OBJECTIVE
Return the records exactly as they are.

EXCERPTED DATA
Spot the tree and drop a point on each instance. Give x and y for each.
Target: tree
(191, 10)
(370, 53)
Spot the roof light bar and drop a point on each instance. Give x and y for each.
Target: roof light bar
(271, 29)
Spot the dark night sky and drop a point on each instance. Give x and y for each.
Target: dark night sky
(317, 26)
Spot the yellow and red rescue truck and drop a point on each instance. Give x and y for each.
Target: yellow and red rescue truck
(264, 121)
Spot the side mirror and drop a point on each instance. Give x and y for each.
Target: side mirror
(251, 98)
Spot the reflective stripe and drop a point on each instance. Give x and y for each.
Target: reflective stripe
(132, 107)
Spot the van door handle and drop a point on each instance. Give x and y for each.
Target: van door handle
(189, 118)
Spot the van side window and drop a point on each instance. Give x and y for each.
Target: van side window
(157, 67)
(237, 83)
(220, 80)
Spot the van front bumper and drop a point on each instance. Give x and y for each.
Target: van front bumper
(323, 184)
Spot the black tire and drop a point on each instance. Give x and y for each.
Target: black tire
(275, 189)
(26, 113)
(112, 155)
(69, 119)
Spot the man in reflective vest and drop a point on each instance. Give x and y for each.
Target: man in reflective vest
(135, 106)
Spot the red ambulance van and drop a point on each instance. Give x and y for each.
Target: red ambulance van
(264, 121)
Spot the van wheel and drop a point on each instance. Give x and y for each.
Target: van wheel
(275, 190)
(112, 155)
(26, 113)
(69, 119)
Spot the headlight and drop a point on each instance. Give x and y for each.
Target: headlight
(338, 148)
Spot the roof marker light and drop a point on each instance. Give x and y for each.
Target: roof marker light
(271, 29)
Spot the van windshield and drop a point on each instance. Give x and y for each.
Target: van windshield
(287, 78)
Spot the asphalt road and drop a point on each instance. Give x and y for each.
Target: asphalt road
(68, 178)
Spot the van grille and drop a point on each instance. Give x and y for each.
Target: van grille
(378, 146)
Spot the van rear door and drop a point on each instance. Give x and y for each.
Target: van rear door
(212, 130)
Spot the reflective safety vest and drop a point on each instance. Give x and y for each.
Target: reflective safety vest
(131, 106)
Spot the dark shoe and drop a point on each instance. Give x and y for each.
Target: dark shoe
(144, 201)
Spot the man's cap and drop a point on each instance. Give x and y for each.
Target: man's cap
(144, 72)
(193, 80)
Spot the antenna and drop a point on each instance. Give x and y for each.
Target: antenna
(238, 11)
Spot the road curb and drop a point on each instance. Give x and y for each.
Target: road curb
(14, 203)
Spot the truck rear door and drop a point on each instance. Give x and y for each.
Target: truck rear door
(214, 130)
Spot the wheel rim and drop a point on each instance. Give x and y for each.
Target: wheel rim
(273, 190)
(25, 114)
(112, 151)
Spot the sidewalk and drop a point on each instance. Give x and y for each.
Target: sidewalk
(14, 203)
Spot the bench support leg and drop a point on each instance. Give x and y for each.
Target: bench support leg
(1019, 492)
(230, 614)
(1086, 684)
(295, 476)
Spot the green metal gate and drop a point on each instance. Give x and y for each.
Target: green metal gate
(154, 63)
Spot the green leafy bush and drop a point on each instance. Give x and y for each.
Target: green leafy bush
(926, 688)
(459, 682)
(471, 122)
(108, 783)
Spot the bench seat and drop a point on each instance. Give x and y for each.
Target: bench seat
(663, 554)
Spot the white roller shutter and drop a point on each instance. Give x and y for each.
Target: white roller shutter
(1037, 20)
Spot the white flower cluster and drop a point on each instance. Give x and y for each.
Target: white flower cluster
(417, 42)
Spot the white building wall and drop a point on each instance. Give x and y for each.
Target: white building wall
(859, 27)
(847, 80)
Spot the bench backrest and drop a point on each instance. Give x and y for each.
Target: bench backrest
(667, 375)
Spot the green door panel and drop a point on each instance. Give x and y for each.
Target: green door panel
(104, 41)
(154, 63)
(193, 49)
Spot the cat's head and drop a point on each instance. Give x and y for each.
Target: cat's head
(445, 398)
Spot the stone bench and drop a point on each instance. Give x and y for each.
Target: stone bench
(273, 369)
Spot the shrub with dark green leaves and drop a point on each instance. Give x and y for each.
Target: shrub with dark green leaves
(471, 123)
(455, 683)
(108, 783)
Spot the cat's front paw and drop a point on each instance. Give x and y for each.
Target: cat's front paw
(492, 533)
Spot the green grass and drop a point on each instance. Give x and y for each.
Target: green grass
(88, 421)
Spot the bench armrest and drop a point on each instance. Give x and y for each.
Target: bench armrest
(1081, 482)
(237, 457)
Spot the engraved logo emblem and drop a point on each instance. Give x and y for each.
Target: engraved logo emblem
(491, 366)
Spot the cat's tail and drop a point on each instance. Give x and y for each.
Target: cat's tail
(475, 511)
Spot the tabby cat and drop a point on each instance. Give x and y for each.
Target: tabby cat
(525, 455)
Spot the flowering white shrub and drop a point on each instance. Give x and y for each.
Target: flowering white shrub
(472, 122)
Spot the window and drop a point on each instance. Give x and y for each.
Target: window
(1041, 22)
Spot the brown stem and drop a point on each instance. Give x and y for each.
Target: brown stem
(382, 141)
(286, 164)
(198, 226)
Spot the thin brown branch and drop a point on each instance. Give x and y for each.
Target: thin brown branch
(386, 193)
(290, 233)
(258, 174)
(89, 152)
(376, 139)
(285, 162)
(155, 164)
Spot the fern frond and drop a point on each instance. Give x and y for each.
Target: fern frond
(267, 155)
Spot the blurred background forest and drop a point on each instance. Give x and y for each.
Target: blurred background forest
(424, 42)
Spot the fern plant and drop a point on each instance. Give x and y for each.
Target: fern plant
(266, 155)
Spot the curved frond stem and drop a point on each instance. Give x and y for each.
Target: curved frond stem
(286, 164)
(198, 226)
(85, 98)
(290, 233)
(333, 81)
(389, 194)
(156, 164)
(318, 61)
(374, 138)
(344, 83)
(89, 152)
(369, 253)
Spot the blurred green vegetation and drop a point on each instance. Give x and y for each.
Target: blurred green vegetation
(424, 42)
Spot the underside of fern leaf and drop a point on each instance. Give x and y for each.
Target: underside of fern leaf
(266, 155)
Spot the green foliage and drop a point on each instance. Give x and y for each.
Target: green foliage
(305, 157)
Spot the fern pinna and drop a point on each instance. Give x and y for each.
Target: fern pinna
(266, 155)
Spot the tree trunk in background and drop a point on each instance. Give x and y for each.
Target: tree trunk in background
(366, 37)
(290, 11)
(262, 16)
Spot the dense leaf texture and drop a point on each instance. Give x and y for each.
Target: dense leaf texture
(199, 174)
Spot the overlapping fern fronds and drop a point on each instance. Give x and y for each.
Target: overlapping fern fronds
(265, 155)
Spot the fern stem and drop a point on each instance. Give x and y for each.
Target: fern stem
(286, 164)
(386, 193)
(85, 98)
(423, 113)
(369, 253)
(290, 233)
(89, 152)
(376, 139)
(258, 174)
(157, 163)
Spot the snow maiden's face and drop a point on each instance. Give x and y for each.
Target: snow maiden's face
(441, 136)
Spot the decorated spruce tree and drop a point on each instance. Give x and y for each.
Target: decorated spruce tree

RESPONSE TO THIS EXERCISE
Spot the tree and drop a point on each instance. Give x and y for each.
Target: tree
(191, 10)
(370, 53)
Spot the roof light bar and drop a point on each instance. Give x and y for each.
Target: roof light bar
(271, 29)
Spot the dark night sky and drop a point on each instance. Give x and y for each.
Target: dark night sky
(317, 26)
Spot the yellow and red rescue truck and drop a point on each instance. Give x and y for each.
Target: yellow and red rescue truck
(264, 121)
Spot the side mirror and drop a point on each instance. Give x and y for each.
Target: side mirror
(251, 98)
Spot the reflective stripe and drop a point on each instance. Give x and y for each.
Target: reflective stripe
(132, 107)
Spot the van door handle and drop a point on each instance. Give x and y for each.
Target: van door handle
(189, 118)
Spot the van side window and drop a point on each instance. Give x and y for each.
Target: van side window
(157, 67)
(237, 83)
(220, 80)
Spot the van front bumper and drop a point on each instance. Give x and y for each.
Target: van front bumper
(323, 184)
Spot the black tire and drop a point on each instance. Give x and y for each.
Target: black tire
(275, 189)
(26, 113)
(112, 155)
(69, 119)
Spot the man in reflective vest and drop a point on each instance. Give x and y for each.
Target: man in reflective vest
(135, 106)
Spot the red ambulance van and drop a point on each instance. Give x and y for each.
Target: red ambulance van
(264, 121)
Spot the van wheel and drop a point on each instance. Give x and y for each.
Target: van wheel
(275, 190)
(112, 155)
(26, 113)
(69, 119)
Spot the headlight and drop a point on each instance. Give x and y for each.
Target: headlight
(338, 148)
Spot the roof marker light and drop a point on each instance. Give x and y for each.
Target: roof marker light
(271, 29)
Spot the van windshield and drop a point on each instance. Give x and y for each.
Target: van windshield
(287, 78)
Spot the asphalt road and drop a point on each instance. Give x and y for each.
Target: asphalt road
(68, 178)
Spot the van grille and drop a point on each instance. Give x and y for each.
Target: van grille
(378, 146)
Spot the van rear door and drop a point on each instance. Give x and y for each.
Target: van rear door
(212, 130)
Spot the reflective safety vest and drop a point on each instance. Give x and y for each.
Target: reflective safety vest
(131, 106)
Spot the dark shoe and drop a point on each instance. Give x and y for each.
Target: dark shoe
(144, 201)
Spot the man's cap and drop a point on each instance. Give x and y for each.
Target: man's cap
(144, 72)
(193, 80)
Spot the antenna and drop a point on each instance. Give x and y for each.
Target: antenna
(238, 11)
Spot the road curb and drop a point on each instance. Give x and y for each.
Target: road curb
(14, 203)
Spot the truck rear door and drop a point on each instance. Give x and y for each.
Target: truck rear door
(214, 130)
Spot the wheel rim and drop a point on each instance. Give x and y for each.
Target: wheel rim
(273, 190)
(25, 114)
(112, 151)
Spot the sidewalk and drop a point on each instance. Give x and y for each.
Target: sidewalk
(14, 203)
Spot the bench support leg and drop a point on each instance. Give x and y for each.
Target: bench support leg
(1019, 492)
(230, 614)
(1086, 684)
(295, 476)
Spot the green metal gate and drop a point on each instance. Give x and y for each.
Target: green metal gate
(154, 63)
Spot the green leafy bush and drop a point on each instance. Give x and y for each.
Target: green leafy bush
(926, 688)
(459, 682)
(471, 122)
(108, 783)
Spot the bench seat and drop a point on each instance. Give x and y for each.
Target: bench seat
(663, 554)
Spot the white roller shutter and drop a point on each instance. Give x and y for each.
Target: white roller shutter
(1037, 20)
Spot the white flower cluster and drop a point on each instance. Give x and y for each.
Target: white flower cluster
(417, 42)
Spot the white building wall and drop a point on each instance. Give x and y for each.
Target: white building wall
(859, 27)
(847, 80)
Spot the bench backrest and drop a point on each instance. Give x and y for each.
Target: bench backrest
(667, 375)
Spot the green door panel and drop a point on each instance. Give x and y for each.
Target: green door panel
(104, 41)
(154, 63)
(193, 49)
Spot the cat's head and drop a point on each instance. Give x and y for each.
Target: cat's head
(445, 398)
Spot the stone bench and drop a point on each instance. Give x and y for each.
Target: stone bench
(273, 369)
Spot the shrub with dark green leaves and drop a point on each instance. Give x and y for each.
Target: shrub with dark green leaves
(471, 123)
(455, 683)
(108, 783)
Spot the cat's front paw and drop a point on each instance. Give x and y for each.
Target: cat's front paw
(492, 533)
Spot the green grass and drop a point on each instance. Give x and y for each.
Target: green grass
(88, 421)
Spot the bench armrest and drop a point on each instance. Give x and y for each.
Target: bench armrest
(1081, 482)
(237, 457)
Spot the engraved logo emblem and drop a point on each instance. Give x and y for each.
Target: engraved logo emblem
(491, 366)
Spot the cat's tail and drop a point on each instance. Give x and y for each.
Target: cat's tail
(475, 511)
Spot the tabby cat and drop a point on each instance. Give x and y for each.
Target: tabby cat
(525, 455)
Spot the flowering white shrub and drop a point on each instance. Give x and y for each.
Target: flowering white shrub
(472, 122)
Spot the window and drop a point on each instance. Give x and y for each.
Target: window
(1041, 22)
Spot the brown stem and drop a point on each instance. Give x and y for each.
Target: brown stem
(382, 141)
(286, 164)
(198, 226)
Spot the thin brown branch and drop a point on each instance. Give x and y for each.
Target: thin brown branch
(386, 193)
(290, 233)
(258, 174)
(89, 152)
(376, 139)
(285, 162)
(155, 164)
Spot the fern frond and drop a point on each instance. Give x and y for each.
Target: fern frond
(267, 155)
Spot the blurred background forest and drop a point on each instance. Give x and y for each.
Target: blurred background forest
(424, 42)
Spot the fern plant and drop a point on each instance. Give x and y for each.
Target: fern plant
(266, 155)
Spot the curved frond stem and drop a point on each instance. Give x and y for each.
Target: curved frond stem
(286, 164)
(198, 226)
(85, 98)
(290, 233)
(333, 81)
(389, 194)
(156, 164)
(318, 61)
(374, 138)
(344, 83)
(89, 152)
(369, 253)
Spot the blurred green vegetation and drop a point on each instance. Give x and y for each.
Target: blurred green vegetation
(424, 42)
Spot the underside of fern leaf and drop a point on each instance. Give x and y for each.
Target: underside of fern leaf
(266, 155)
Spot the green foliage and drop a point on each instance. Give x and y for each.
Target: green foliage
(305, 157)
Spot the fern pinna and drop a point on each instance. Give x and y for each.
Target: fern pinna
(266, 155)
Spot the tree trunk in background and drop a point on each instance. Give x and y for each.
Target: tree trunk in background
(366, 37)
(290, 11)
(262, 16)
Spot the dense leaf texture and drop a point on each instance. Give x and y for each.
Target: dense leaf texture
(199, 174)
Spot the overlapping fern fronds and drop a point on each instance. Give x and y for each.
Target: overlapping fern fronds
(265, 155)
Spot the fern stem and drop a point on each instance. Give x and y for each.
Target: fern stem
(286, 164)
(386, 193)
(85, 98)
(423, 113)
(369, 253)
(290, 233)
(89, 152)
(376, 139)
(258, 174)
(157, 163)
Spot the snow maiden's face and drop a point on each instance. Give x and y for each.
Target: snow maiden's face
(441, 136)
Spot the decorated spruce tree and drop a point on each instance. Give x and y for each.
Target: decorated spruce tree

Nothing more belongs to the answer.